• [What the task requires]:
Every entry must be echoed exactly.
########
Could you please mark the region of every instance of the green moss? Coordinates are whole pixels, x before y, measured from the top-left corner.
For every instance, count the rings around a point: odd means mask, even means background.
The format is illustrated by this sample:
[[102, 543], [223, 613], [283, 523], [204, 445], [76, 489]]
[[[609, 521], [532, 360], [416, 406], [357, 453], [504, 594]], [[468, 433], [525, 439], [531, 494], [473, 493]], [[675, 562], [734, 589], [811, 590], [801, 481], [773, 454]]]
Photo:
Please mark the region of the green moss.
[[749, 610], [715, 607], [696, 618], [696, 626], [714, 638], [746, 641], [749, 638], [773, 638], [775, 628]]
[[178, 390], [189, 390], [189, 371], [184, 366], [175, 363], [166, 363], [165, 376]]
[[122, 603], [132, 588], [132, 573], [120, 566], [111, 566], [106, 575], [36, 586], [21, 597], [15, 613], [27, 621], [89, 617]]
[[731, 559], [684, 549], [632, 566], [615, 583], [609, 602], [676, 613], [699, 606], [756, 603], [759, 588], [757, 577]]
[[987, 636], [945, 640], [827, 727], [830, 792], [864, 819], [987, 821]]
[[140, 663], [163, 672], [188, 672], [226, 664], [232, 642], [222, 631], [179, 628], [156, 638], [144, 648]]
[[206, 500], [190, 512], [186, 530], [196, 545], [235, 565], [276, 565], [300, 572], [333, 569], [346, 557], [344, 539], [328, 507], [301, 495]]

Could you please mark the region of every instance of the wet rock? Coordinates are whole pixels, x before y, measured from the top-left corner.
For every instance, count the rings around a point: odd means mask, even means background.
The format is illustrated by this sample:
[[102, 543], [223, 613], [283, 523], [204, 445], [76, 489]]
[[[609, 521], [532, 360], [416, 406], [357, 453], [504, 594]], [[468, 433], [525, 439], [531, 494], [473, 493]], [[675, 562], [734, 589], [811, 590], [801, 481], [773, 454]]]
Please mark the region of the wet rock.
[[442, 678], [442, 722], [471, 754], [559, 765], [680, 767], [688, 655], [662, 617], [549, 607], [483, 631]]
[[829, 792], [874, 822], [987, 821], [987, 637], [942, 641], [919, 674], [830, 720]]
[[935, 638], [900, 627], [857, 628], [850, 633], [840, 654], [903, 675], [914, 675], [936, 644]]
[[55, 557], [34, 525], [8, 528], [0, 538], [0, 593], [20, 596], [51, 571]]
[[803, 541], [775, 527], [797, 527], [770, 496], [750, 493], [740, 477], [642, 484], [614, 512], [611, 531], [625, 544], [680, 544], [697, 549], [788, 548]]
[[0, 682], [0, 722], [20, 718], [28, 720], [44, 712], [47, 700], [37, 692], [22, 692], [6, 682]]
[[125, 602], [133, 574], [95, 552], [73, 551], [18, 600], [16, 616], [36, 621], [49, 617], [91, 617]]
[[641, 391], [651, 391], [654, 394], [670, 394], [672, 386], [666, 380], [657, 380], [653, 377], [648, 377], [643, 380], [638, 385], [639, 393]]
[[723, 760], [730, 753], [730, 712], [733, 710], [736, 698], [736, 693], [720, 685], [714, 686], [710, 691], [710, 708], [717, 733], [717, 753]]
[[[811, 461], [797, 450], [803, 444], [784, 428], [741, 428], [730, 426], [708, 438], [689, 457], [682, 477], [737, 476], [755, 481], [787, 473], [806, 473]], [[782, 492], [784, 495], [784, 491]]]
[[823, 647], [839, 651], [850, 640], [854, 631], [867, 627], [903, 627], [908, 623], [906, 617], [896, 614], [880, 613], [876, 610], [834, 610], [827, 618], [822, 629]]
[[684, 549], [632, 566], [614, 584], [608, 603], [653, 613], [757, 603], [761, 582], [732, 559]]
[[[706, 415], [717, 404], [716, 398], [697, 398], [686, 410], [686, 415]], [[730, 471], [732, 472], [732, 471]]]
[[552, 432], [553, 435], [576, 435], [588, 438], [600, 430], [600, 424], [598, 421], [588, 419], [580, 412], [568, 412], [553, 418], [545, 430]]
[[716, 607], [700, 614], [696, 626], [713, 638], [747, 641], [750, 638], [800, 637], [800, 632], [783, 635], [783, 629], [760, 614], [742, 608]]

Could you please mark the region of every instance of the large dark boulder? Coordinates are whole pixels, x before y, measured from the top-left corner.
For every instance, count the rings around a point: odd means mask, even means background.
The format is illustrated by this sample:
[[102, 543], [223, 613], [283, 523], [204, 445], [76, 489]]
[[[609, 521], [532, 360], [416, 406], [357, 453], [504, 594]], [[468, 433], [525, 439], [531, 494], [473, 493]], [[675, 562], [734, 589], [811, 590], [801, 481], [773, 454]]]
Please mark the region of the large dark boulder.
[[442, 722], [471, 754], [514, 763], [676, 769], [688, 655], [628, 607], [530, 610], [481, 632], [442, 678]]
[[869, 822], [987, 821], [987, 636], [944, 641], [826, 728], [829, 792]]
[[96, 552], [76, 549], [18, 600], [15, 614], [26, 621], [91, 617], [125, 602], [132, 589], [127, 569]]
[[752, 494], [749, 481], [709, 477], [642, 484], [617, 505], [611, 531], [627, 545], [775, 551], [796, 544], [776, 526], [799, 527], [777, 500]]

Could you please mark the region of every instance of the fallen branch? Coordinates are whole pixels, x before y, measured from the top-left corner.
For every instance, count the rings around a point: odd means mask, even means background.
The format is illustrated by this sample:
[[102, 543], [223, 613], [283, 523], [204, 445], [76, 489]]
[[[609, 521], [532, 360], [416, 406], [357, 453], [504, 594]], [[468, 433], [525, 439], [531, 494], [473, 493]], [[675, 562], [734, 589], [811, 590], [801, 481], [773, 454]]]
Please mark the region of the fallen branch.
########
• [Solution to this task]:
Could you please mark the region of every instance of the green moss? Coordinates are whole pixels, x before y, measured from the top-left corner.
For every instance, count the rings around a point: odd means mask, even means background.
The format is illustrated by this sample:
[[102, 543], [223, 613], [283, 523], [204, 445], [76, 489]]
[[[609, 521], [532, 360], [416, 406], [357, 453], [504, 594]], [[468, 433], [525, 439], [531, 494], [473, 493]], [[675, 562], [734, 589], [811, 590], [801, 481], [773, 454]]]
Photo:
Please mark the region of the green moss.
[[749, 610], [715, 607], [696, 618], [696, 626], [714, 638], [746, 641], [749, 638], [773, 638], [775, 628]]
[[178, 390], [189, 390], [189, 371], [184, 366], [175, 363], [166, 363], [165, 376]]
[[122, 603], [132, 588], [132, 573], [120, 566], [111, 566], [106, 575], [36, 586], [21, 597], [15, 613], [27, 621], [89, 617]]
[[731, 559], [684, 549], [632, 566], [615, 583], [609, 602], [676, 613], [699, 606], [756, 603], [759, 588], [757, 577]]
[[987, 636], [945, 640], [827, 727], [830, 792], [864, 819], [987, 821]]
[[140, 663], [163, 672], [188, 672], [226, 664], [232, 642], [222, 631], [179, 628], [156, 638], [144, 648]]
[[206, 500], [190, 512], [186, 530], [196, 545], [235, 565], [276, 565], [300, 572], [333, 569], [346, 557], [344, 539], [328, 507], [301, 495]]

Could you please mark the region of every instance of the wet rock? Coordinates are whole pixels, x before y, measured from the top-left corner.
For every instance, count the rings around a point: odd means mask, even means background.
The format is illustrated by this sample:
[[102, 543], [223, 613], [283, 523], [204, 445], [76, 489]]
[[[609, 521], [532, 360], [416, 406], [357, 453], [504, 594]], [[468, 433], [525, 439], [531, 494], [473, 493]], [[675, 562], [734, 589], [811, 590], [801, 481], [773, 454]]]
Please mark the region of the wet rock.
[[442, 678], [442, 722], [471, 754], [559, 765], [680, 767], [688, 655], [662, 617], [549, 607], [483, 631]]
[[829, 792], [874, 822], [987, 821], [987, 637], [942, 641], [919, 674], [830, 720]]
[[935, 638], [900, 627], [857, 628], [850, 633], [840, 654], [903, 675], [914, 675], [936, 644]]
[[55, 557], [34, 525], [8, 528], [0, 538], [0, 593], [20, 596], [51, 571]]
[[803, 541], [775, 527], [797, 527], [770, 496], [750, 493], [740, 477], [642, 484], [614, 512], [611, 531], [625, 544], [680, 544], [697, 549], [788, 548]]
[[0, 682], [0, 722], [20, 718], [28, 720], [44, 712], [47, 700], [37, 692], [22, 692], [6, 682]]
[[125, 602], [133, 574], [95, 552], [73, 551], [18, 600], [16, 616], [36, 621], [49, 617], [91, 617]]
[[641, 391], [651, 391], [654, 394], [670, 394], [672, 386], [666, 380], [657, 380], [653, 377], [648, 377], [643, 380], [638, 385], [639, 393]]
[[723, 760], [730, 753], [730, 712], [733, 710], [736, 698], [736, 693], [720, 685], [714, 686], [710, 691], [710, 708], [717, 733], [717, 753]]
[[[811, 461], [797, 450], [803, 444], [784, 428], [741, 428], [730, 426], [708, 438], [689, 457], [682, 477], [737, 476], [755, 481], [787, 473], [806, 473]], [[782, 492], [784, 495], [784, 491]]]
[[823, 647], [839, 651], [850, 640], [854, 631], [867, 627], [903, 627], [908, 623], [906, 617], [896, 614], [880, 613], [876, 610], [834, 610], [827, 618], [822, 629]]
[[684, 549], [632, 566], [614, 584], [608, 603], [653, 613], [757, 603], [761, 582], [732, 559]]
[[[706, 415], [717, 404], [716, 398], [697, 398], [686, 410], [686, 415]], [[730, 471], [732, 472], [732, 471]]]
[[552, 432], [553, 435], [576, 435], [588, 438], [600, 430], [600, 424], [598, 421], [588, 419], [580, 412], [568, 412], [553, 418], [545, 430]]
[[716, 607], [700, 614], [696, 626], [713, 638], [747, 641], [750, 638], [800, 637], [800, 632], [783, 635], [783, 629], [760, 614], [742, 608]]

Could you please mark the region of every instance of the large dark boulder? Coordinates are whole pixels, x before y, measured from the top-left corner.
For every instance, count the rings around a point: odd means mask, even means background.
The format is illustrated by this sample:
[[102, 543], [223, 613], [283, 523], [204, 445], [76, 489]]
[[[609, 521], [532, 360], [416, 406], [357, 453], [504, 594]], [[468, 433], [525, 439], [531, 494], [473, 493]], [[675, 562], [734, 589], [811, 590], [801, 481], [773, 454]]]
Please mark the region of the large dark boulder.
[[442, 722], [471, 754], [514, 763], [676, 769], [688, 655], [628, 607], [530, 610], [481, 632], [442, 678]]
[[869, 822], [987, 821], [987, 636], [944, 641], [826, 728], [829, 792]]
[[96, 552], [76, 549], [18, 600], [15, 614], [26, 621], [91, 617], [125, 602], [132, 589], [127, 569]]
[[752, 494], [749, 481], [709, 477], [642, 484], [617, 505], [611, 531], [627, 545], [775, 551], [796, 544], [776, 526], [799, 527], [777, 500]]

Could you please mark the region of every instance of the fallen branch? Coordinates are whole pixels, x before y, measured from the top-left corner.
For every instance, count the rings around a point: odd means mask, even means background.
The format is illustrated by this sample:
[[102, 543], [223, 613], [283, 523], [204, 445], [76, 489]]
[[[609, 521], [532, 360], [416, 406], [357, 453], [504, 594]], [[468, 433], [525, 439], [531, 494], [473, 493]], [[675, 562], [734, 589], [811, 590], [801, 481], [773, 454]]]
Please mark the region of the fallen branch.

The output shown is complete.